TEXT SHOWN:
********************

Current Events Lesson Plan: May 12-18, 2016
Current Event: The Bison Becomes the First National Mammal of the United States
Recently, U.S. President Barack Obama signed into law the National Bison Legacy Act, making the American bison, or “buffalo,” the official national mammal. The bison takes its place beside the bald eagle (the national bird since 1782) as an American symbol. Great herds of bison once roamed over North America between the Appalachian Mountains in the east and the Rocky Mountains in the west. Indians depended upon bison meat for food and hides for clothing. In 1850, about 20 million bison still thundered over the western plains. In the late 1800′s, white American hunters slaughtered millions of bison, depriving Indians of their main source of food and reducing the U.S. bison population to fewer than 1,000. Today, thanks to legal protection, the bison population is now at 500,000. Many bison are living in commercial and conservation herds in more than a dozen states. Yellowstone National Park, which lies in the western states of Wyoming, Idaho, and Montana, is the only place in the country where bison have lived continually.

********************

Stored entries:
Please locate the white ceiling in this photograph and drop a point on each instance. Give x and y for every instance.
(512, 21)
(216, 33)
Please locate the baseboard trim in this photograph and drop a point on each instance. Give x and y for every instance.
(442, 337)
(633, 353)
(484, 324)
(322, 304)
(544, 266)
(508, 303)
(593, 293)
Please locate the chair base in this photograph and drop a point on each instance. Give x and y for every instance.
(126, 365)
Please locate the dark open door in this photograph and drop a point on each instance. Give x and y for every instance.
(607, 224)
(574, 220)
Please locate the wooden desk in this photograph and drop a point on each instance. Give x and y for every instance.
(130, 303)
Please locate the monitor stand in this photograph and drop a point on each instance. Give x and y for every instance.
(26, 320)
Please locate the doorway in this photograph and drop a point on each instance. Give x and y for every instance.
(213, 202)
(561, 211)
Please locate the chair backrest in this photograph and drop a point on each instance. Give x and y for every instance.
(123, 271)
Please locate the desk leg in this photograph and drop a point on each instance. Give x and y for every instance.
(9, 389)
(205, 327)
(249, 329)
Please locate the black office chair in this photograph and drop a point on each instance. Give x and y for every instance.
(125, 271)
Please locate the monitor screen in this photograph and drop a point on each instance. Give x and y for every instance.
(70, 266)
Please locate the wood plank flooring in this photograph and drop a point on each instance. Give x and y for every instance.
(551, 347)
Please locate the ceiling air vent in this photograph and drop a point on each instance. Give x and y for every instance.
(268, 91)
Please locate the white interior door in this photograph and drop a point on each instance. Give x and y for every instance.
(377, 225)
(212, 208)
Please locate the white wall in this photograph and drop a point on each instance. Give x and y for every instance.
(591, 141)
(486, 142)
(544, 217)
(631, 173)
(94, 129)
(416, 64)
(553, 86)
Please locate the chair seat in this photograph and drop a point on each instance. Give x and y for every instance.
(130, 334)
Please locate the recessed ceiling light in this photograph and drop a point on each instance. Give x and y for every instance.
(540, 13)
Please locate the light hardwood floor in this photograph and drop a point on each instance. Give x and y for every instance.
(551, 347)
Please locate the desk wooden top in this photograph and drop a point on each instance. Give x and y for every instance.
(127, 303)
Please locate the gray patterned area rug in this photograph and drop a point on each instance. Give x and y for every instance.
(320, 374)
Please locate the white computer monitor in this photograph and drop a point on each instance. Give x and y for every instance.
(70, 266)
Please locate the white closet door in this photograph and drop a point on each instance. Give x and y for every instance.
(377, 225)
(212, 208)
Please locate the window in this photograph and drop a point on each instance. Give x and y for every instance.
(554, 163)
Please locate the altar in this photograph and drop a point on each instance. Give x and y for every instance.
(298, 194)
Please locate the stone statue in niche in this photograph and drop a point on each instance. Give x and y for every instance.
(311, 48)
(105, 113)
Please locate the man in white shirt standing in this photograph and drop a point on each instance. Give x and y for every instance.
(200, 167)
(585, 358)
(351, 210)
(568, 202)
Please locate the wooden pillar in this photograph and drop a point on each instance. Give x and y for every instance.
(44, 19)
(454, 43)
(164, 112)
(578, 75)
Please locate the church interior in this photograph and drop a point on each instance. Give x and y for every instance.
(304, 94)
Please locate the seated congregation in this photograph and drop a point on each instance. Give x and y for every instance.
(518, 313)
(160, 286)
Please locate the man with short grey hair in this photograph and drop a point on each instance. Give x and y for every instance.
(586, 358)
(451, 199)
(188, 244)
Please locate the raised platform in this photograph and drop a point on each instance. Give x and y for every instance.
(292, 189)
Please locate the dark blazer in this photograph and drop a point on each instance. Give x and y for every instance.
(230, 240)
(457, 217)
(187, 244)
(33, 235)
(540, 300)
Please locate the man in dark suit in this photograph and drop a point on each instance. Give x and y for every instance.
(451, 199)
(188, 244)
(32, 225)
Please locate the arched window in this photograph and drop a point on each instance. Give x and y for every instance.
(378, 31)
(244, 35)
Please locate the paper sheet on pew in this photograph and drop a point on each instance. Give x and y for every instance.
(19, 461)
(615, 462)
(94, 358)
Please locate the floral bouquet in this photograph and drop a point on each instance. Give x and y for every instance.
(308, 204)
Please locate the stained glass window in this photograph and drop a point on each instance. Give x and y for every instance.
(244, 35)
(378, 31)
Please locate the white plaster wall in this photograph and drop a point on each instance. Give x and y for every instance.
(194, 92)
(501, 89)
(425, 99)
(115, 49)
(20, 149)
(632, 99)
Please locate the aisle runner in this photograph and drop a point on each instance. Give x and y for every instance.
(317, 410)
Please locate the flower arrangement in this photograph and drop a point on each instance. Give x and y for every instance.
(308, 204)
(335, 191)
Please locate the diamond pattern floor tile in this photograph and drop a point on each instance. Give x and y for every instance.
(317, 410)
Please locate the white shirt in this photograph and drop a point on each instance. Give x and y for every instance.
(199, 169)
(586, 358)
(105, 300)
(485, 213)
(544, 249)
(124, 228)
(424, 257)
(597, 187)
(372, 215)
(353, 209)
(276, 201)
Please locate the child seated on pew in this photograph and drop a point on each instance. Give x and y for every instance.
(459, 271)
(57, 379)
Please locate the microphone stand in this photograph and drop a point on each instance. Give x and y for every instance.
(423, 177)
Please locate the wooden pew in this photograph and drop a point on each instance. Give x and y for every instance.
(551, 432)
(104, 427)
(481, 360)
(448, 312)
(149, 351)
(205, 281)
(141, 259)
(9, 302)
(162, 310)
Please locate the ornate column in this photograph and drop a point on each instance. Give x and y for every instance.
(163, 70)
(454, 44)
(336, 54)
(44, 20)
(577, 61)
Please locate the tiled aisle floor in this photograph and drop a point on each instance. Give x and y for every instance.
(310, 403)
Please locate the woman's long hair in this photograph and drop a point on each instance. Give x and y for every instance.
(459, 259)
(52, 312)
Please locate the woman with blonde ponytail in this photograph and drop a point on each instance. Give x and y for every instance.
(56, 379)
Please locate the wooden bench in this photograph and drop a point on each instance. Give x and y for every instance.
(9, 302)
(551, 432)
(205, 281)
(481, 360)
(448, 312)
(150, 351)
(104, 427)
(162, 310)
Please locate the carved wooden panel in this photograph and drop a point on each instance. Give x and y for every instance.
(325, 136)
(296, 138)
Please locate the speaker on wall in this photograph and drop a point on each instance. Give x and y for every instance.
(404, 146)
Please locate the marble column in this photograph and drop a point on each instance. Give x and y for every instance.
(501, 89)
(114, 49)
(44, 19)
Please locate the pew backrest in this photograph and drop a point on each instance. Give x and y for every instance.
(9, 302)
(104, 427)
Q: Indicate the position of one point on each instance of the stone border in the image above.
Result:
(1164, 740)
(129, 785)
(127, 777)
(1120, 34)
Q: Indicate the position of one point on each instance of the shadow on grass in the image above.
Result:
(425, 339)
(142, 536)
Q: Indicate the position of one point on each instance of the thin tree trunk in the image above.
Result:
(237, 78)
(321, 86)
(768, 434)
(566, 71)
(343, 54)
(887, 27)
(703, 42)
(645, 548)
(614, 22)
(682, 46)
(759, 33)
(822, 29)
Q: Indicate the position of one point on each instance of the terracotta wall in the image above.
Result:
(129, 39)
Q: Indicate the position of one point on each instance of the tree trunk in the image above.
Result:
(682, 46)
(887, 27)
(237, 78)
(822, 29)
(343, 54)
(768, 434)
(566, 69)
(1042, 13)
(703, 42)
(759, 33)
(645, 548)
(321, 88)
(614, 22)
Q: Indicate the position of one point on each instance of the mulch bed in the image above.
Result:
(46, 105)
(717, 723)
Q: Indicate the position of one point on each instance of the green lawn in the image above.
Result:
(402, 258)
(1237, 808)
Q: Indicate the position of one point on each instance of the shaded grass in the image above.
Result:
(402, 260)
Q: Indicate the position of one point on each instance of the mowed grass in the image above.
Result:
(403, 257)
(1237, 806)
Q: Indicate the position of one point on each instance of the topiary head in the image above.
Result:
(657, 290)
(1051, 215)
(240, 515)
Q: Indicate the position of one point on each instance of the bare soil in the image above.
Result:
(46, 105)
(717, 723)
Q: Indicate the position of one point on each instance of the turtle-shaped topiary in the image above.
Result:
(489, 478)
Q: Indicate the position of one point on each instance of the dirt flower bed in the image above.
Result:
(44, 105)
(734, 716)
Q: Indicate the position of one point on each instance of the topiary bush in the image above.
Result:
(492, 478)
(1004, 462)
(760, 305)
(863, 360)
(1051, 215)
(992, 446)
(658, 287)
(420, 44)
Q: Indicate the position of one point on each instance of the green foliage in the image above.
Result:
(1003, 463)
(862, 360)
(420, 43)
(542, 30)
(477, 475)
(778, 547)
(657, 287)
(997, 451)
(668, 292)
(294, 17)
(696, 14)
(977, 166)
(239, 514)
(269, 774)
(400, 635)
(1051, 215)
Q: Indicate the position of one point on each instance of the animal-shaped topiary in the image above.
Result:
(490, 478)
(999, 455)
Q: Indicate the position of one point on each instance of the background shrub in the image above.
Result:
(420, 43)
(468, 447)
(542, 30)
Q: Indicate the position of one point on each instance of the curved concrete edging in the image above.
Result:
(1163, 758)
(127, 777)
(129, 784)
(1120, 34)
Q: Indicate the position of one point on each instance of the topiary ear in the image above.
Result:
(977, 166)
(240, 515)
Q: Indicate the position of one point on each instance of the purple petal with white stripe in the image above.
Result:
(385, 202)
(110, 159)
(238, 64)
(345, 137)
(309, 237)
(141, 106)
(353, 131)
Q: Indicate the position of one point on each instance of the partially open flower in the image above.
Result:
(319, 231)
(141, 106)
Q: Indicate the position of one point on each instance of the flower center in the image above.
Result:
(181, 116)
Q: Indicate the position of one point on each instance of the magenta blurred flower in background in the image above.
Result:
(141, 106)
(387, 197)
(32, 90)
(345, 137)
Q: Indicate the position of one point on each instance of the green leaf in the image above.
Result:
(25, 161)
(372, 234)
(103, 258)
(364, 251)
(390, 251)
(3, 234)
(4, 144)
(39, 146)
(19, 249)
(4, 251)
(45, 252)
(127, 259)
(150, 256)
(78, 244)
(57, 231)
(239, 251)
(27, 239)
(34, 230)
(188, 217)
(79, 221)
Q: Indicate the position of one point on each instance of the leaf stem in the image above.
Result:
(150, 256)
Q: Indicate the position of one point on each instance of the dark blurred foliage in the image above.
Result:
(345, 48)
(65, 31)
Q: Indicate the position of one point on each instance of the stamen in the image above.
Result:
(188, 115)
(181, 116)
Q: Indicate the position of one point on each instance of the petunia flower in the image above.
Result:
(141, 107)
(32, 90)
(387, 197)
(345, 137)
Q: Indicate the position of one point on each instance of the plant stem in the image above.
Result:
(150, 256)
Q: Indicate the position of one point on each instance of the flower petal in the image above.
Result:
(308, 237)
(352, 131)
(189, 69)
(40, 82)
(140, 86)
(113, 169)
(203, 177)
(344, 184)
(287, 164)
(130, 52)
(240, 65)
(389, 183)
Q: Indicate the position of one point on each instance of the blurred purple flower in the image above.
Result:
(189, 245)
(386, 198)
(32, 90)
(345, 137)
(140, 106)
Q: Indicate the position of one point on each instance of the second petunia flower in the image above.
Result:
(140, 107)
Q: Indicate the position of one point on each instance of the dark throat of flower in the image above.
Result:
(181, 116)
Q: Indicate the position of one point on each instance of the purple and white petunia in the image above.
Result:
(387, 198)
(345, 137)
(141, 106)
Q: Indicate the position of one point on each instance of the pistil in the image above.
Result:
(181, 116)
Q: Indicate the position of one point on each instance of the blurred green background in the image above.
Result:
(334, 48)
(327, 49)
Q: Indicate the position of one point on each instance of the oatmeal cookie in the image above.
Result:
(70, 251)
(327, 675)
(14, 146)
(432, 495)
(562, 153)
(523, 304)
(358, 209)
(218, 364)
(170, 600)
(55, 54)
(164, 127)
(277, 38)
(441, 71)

********************

TASK SET:
1. According to the bison text, about how many bison still roamed the western plains in 1850?
2. Extend the text about the bison becoming the national mammal, starting after its final sentence.
These records were drawn from a source separate from the text.

RESPONSES:
1. About 20 million.

2.
Objective:
Buffalo is the common name of several kinds of large wild oxen. The name was first given to the black water buffalo of India. The animal that most Americans know as the American buffalo is actually not a true buffalo. Zoologists call it a bison. Unlike the Cape buffalo or water buffalo, it has a large head and neck and humped shoulders. The American bison is brownish-black, except on the hind part of the body, which is brown. Long, coarse hair covers the head, neck, and hump. The hair forms a beard on the throat and chin. The head has a pair of horns like those of domestic cattle. Bulls (males) usually weigh from 1,600 to 2,000 pounds (726 to 910 kilograms). Extremely large ones may weigh as much as 3,000 pounds (1,400 kilograms). Cows (females) are much smaller than bulls and rarely weigh more than 900 pounds (410 kilograms). Bison are social animals and live in herds. The bulls and the cows graze together throughout the year. A single yellowish-red calf is born in May or June. Bison feed mostly on grass. They also eat a few other small plants, as well as twigs of willows and low shrubs. The Behind the Headlines news story and related World Book articles explore bison and other animals.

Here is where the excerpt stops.